→ **The problem**: Reproduce the data exactly. Omit no record.

------------

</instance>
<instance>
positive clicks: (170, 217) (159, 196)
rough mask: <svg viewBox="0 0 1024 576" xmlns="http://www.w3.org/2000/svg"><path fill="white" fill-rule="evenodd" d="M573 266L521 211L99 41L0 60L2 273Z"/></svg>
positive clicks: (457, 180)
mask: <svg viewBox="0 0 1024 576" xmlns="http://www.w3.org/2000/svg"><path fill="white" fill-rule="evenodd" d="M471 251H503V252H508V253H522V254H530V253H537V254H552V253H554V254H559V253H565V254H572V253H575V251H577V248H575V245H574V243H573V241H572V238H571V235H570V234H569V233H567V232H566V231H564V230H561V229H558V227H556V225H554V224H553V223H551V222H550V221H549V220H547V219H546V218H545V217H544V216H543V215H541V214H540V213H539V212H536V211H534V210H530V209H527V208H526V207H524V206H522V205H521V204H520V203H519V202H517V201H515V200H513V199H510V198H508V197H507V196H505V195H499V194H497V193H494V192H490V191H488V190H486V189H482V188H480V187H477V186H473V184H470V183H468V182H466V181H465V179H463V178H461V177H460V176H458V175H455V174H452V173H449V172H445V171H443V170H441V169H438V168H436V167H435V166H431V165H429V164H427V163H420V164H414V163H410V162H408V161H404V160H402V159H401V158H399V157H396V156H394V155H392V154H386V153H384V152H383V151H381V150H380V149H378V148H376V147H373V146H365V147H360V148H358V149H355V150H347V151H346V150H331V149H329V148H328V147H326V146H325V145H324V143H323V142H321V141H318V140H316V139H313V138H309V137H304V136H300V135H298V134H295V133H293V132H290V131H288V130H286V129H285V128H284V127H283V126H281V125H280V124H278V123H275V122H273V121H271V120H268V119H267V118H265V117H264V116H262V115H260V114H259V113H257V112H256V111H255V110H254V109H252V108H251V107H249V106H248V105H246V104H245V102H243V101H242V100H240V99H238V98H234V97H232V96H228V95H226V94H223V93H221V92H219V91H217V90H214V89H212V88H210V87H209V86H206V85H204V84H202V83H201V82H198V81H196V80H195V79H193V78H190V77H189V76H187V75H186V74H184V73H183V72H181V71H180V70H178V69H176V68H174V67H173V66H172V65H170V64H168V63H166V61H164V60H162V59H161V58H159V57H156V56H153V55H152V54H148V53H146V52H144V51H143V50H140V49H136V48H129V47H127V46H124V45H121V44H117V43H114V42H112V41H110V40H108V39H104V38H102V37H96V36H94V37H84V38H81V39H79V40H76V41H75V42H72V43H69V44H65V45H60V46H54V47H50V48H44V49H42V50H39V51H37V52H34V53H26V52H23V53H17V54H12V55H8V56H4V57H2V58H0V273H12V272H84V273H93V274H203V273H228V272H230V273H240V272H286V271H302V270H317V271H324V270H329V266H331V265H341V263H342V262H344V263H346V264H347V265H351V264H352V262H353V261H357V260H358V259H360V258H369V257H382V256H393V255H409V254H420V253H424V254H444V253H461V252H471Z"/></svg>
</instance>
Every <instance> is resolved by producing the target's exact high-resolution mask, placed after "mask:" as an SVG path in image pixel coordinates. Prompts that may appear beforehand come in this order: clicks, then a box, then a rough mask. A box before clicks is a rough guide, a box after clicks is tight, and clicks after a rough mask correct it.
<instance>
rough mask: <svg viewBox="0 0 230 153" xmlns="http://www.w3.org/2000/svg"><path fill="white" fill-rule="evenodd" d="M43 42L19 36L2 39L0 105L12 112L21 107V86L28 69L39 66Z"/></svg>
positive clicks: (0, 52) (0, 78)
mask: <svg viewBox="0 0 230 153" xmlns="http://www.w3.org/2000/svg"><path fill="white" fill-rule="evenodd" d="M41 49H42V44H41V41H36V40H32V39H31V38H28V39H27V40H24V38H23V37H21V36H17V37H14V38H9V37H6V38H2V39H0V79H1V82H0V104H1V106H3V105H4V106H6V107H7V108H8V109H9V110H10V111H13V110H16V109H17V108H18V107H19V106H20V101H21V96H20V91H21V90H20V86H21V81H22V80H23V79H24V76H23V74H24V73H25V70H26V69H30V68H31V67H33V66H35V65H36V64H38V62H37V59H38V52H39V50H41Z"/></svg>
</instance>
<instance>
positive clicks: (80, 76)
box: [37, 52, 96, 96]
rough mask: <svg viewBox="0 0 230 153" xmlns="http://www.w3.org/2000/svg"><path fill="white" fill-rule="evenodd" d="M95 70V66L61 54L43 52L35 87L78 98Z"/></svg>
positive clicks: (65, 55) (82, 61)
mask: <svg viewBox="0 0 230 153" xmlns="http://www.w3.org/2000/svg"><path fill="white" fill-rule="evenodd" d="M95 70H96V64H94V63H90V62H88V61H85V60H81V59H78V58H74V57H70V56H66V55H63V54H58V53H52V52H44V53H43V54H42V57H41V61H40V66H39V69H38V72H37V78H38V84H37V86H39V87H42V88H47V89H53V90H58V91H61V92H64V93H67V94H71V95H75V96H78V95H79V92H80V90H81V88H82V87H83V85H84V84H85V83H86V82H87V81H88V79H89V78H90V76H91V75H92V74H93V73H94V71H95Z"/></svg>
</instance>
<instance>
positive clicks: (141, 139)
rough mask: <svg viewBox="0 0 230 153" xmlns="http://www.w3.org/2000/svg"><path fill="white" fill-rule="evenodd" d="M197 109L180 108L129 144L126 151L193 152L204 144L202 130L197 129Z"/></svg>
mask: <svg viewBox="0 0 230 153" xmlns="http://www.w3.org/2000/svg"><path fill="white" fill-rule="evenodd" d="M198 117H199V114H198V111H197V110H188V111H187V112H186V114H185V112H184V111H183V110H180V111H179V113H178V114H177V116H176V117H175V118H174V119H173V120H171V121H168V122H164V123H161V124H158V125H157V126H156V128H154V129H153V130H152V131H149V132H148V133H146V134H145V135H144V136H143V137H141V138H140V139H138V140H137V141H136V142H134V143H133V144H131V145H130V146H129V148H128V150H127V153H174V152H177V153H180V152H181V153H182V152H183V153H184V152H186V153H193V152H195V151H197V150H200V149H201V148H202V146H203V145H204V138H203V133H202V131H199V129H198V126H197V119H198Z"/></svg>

------------

→ **Result**:
</instance>
<instance>
positive clicks: (170, 217) (159, 196)
rough mask: <svg viewBox="0 0 1024 576" xmlns="http://www.w3.org/2000/svg"><path fill="white" fill-rule="evenodd" d="M573 266L521 211L99 41L0 60L2 273Z"/></svg>
positive clicks: (457, 180)
mask: <svg viewBox="0 0 1024 576" xmlns="http://www.w3.org/2000/svg"><path fill="white" fill-rule="evenodd" d="M471 251H503V252H508V253H522V254H530V253H537V254H552V253H554V254H559V253H565V254H572V253H575V251H577V248H575V245H574V243H573V241H572V238H571V235H570V234H569V233H567V232H566V231H564V230H561V229H558V227H556V225H554V224H553V223H551V222H550V221H549V220H547V219H546V218H545V217H544V216H543V215H541V214H540V213H539V212H536V211H534V210H530V209H527V208H526V207H524V206H522V205H521V204H520V203H519V202H517V201H515V200H513V199H510V198H508V197H507V196H505V195H499V194H497V193H494V192H490V191H488V190H486V189H482V188H480V187H477V186H473V184H470V183H468V182H466V181H465V179H463V178H461V177H460V176H458V175H455V174H452V173H449V172H445V171H443V170H441V169H438V168H436V167H435V166H431V165H429V164H427V163H420V164H414V163H410V162H408V161H404V160H402V159H401V158H399V157H396V156H394V155H392V154H386V153H384V152H383V151H381V150H380V149H378V148H376V147H373V146H365V147H360V148H358V149H355V150H347V151H346V150H331V149H329V148H328V147H326V146H325V145H324V143H323V142H321V141H318V140H316V139H313V138H309V137H304V136H300V135H298V134H295V133H293V132H290V131H288V130H286V129H285V128H284V127H283V126H281V125H280V124H278V123H275V122H273V121H271V120H268V119H267V118H265V117H264V116H262V115H260V114H259V113H257V112H256V111H255V110H254V109H252V108H251V107H249V106H248V105H246V104H245V102H243V101H242V100H240V99H238V98H234V97H232V96H228V95H226V94H223V93H221V92H219V91H217V90H214V89H212V88H210V87H209V86H206V85H204V84H202V83H201V82H198V81H196V80H195V79H193V78H190V77H189V76H187V75H186V74H184V73H183V72H181V71H180V70H178V69H176V68H174V67H173V66H172V65H170V64H168V63H166V61H164V60H162V59H161V58H159V57H156V56H153V55H152V54H148V53H146V52H144V51H143V50H140V49H136V48H129V47H127V46H124V45H121V44H117V43H114V42H112V41H110V40H108V39H104V38H102V37H96V36H94V37H84V38H81V39H79V40H76V41H75V42H72V43H69V44H65V45H60V46H54V47H50V48H44V49H42V50H39V51H37V52H34V53H26V52H23V53H17V54H12V55H8V56H4V57H2V58H0V273H12V272H84V273H93V274H203V273H228V272H230V273H240V272H286V271H302V270H317V271H324V270H329V266H331V265H341V263H342V262H344V263H346V264H347V265H351V264H352V262H353V261H357V260H358V259H360V258H369V257H382V256H393V255H409V254H420V253H424V254H444V253H461V252H471Z"/></svg>
</instance>
Every <instance> is resolved by producing the target's exact high-resolution mask, placed after "mask:" as an SVG path in image pixel coordinates. Prompts that may appear beforehand come in this order: clicks, then a box, then a rough mask. A box before clicks is a rough guide, a box after clicks is tight, and clicks after a rough mask correct it.
<instance>
rough mask: <svg viewBox="0 0 230 153" xmlns="http://www.w3.org/2000/svg"><path fill="white" fill-rule="evenodd" d="M43 42L19 36L2 39L0 105L12 112L21 107V86L28 69L39 66Z"/></svg>
positive clicks: (0, 52) (0, 78)
mask: <svg viewBox="0 0 230 153" xmlns="http://www.w3.org/2000/svg"><path fill="white" fill-rule="evenodd" d="M41 49H42V44H41V41H36V40H32V39H31V38H28V39H27V40H24V38H23V37H21V36H17V37H14V38H9V37H6V38H2V39H0V79H1V82H0V104H1V106H3V105H4V106H6V107H7V108H8V109H9V110H10V111H13V110H16V109H17V108H18V107H19V106H20V101H21V96H20V91H21V90H20V86H21V81H22V80H23V79H24V76H23V74H24V73H25V70H26V69H30V68H31V67H33V66H35V65H36V64H38V62H37V59H38V52H39V50H41Z"/></svg>
</instance>
<instance>
positive clicks: (80, 76)
box: [37, 52, 96, 96]
rough mask: <svg viewBox="0 0 230 153" xmlns="http://www.w3.org/2000/svg"><path fill="white" fill-rule="evenodd" d="M95 70V66L61 54L43 52L35 87L78 98Z"/></svg>
positive clicks: (65, 55) (82, 61)
mask: <svg viewBox="0 0 230 153" xmlns="http://www.w3.org/2000/svg"><path fill="white" fill-rule="evenodd" d="M95 70H96V64H94V63H90V62H88V61H85V60H81V59H78V58H74V57H70V56H66V55H63V54H58V53H52V52H44V53H43V54H42V57H41V61H40V66H39V69H38V72H37V78H38V84H37V86H39V87H42V88H47V89H53V90H58V91H61V92H64V93H67V94H71V95H75V96H78V95H79V92H80V90H81V88H82V87H83V85H84V84H85V83H86V82H87V81H88V79H89V78H90V76H91V75H92V74H93V73H94V71H95Z"/></svg>
</instance>
<instance>
positive clicks: (141, 139)
rough mask: <svg viewBox="0 0 230 153" xmlns="http://www.w3.org/2000/svg"><path fill="white" fill-rule="evenodd" d="M197 109L180 108L129 144L126 151L193 152L204 144L202 130L197 129Z"/></svg>
mask: <svg viewBox="0 0 230 153" xmlns="http://www.w3.org/2000/svg"><path fill="white" fill-rule="evenodd" d="M198 117H199V114H198V111H197V110H188V111H187V112H186V114H185V112H184V111H183V110H180V111H179V113H178V114H177V116H176V117H175V118H174V119H173V120H171V121H168V122H164V123H161V124H158V125H157V126H156V128H154V129H153V130H152V131H149V132H148V133H146V134H145V135H144V136H143V137H141V138H140V139H138V140H137V141H136V142H134V143H133V144H131V145H130V146H129V148H128V150H127V153H174V152H177V153H180V152H181V153H182V152H183V153H184V152H186V153H193V152H195V151H197V150H200V149H201V148H202V146H203V145H204V138H203V133H202V131H199V129H198V126H197V119H198Z"/></svg>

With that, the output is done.